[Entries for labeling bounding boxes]
☆ ☆ ☆ ☆ ☆ ☆ ☆

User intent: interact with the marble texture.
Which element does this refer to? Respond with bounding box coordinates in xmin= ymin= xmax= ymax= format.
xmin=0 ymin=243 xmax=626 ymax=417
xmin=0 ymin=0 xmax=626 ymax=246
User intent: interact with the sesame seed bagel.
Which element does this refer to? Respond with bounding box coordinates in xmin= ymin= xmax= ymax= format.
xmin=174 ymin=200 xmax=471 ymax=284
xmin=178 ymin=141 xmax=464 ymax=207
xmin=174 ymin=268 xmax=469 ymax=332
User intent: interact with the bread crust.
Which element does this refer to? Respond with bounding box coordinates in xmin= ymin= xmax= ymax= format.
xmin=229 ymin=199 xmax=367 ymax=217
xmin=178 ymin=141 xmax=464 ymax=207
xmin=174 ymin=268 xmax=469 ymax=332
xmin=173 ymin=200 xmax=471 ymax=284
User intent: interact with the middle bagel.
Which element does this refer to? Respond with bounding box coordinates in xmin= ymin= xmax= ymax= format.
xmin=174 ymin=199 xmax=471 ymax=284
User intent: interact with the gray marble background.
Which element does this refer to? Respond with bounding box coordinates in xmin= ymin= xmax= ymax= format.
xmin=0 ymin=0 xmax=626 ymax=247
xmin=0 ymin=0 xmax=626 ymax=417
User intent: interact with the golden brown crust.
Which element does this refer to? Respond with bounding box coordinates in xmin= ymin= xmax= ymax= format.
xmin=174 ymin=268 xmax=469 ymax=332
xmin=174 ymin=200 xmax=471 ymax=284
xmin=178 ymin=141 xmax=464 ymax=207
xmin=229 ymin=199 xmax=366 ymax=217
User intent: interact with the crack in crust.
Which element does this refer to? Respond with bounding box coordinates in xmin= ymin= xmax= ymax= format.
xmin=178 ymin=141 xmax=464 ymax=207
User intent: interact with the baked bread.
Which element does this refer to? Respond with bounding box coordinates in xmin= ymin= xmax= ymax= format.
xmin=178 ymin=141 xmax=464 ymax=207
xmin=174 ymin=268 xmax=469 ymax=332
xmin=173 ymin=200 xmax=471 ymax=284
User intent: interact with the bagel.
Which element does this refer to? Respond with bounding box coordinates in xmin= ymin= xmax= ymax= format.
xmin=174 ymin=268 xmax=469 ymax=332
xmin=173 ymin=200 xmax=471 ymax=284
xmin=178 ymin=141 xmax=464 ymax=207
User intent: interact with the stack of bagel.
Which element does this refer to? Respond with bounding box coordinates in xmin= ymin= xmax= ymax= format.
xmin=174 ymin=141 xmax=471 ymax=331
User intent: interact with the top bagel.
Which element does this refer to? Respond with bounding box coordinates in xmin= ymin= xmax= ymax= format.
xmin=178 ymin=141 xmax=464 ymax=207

☆ ☆ ☆ ☆ ☆ ☆ ☆

- [What needs to be done]
Reproduce this listing word for word.

- [Correct response]
User intent: interact with the marble texture.
Which element does this refer to? Respond with bounding box coordinates in xmin= ymin= xmax= ymax= format.
xmin=0 ymin=243 xmax=626 ymax=417
xmin=0 ymin=0 xmax=626 ymax=246
User intent: interact with the sesame seed bagel.
Which element does this refer to? Respond with bounding box coordinates in xmin= ymin= xmax= ymax= format.
xmin=174 ymin=200 xmax=471 ymax=284
xmin=178 ymin=141 xmax=464 ymax=207
xmin=174 ymin=268 xmax=469 ymax=332
User intent: interact with the bread crust.
Which element does this refer to? Respond with bounding box coordinates in xmin= ymin= xmax= ymax= format.
xmin=229 ymin=199 xmax=367 ymax=217
xmin=178 ymin=141 xmax=464 ymax=207
xmin=174 ymin=268 xmax=469 ymax=332
xmin=173 ymin=200 xmax=471 ymax=284
User intent: interact with the middle bagel.
Which element does this refer to? Respond with bounding box coordinates in xmin= ymin= xmax= ymax= format.
xmin=174 ymin=199 xmax=471 ymax=284
User intent: interact with the gray marble background.
Which element does this refer to? Respond with bounding box coordinates in xmin= ymin= xmax= ymax= format.
xmin=0 ymin=0 xmax=626 ymax=247
xmin=0 ymin=0 xmax=626 ymax=417
User intent: interact with the golden brown crust.
Which element does this refer to? Respond with bounding box coordinates in xmin= ymin= xmax= ymax= format.
xmin=174 ymin=268 xmax=469 ymax=332
xmin=174 ymin=200 xmax=471 ymax=284
xmin=178 ymin=141 xmax=464 ymax=207
xmin=229 ymin=199 xmax=366 ymax=217
User intent: interact with the crack in crust.
Which element does this refer to? Respond with bounding box coordinates in xmin= ymin= xmax= ymax= format.
xmin=178 ymin=141 xmax=464 ymax=207
User intent: interact with the baked bread.
Which element does this refer to? Respond with bounding box coordinates in xmin= ymin= xmax= ymax= format.
xmin=178 ymin=141 xmax=464 ymax=207
xmin=174 ymin=268 xmax=469 ymax=332
xmin=173 ymin=200 xmax=471 ymax=284
User intent: interact with the bagel.
Which element does this refer to? Respond with bounding box coordinates in xmin= ymin= xmax= ymax= format.
xmin=174 ymin=268 xmax=469 ymax=332
xmin=173 ymin=200 xmax=471 ymax=284
xmin=178 ymin=141 xmax=464 ymax=207
User intent: interact with the stack of bagel.
Which element does this refer to? Respond with bounding box coordinates in xmin= ymin= xmax= ymax= format.
xmin=174 ymin=141 xmax=471 ymax=331
User intent: interact with the top bagel.
Which element does this refer to? Respond with bounding box coordinates in xmin= ymin= xmax= ymax= format.
xmin=178 ymin=141 xmax=464 ymax=207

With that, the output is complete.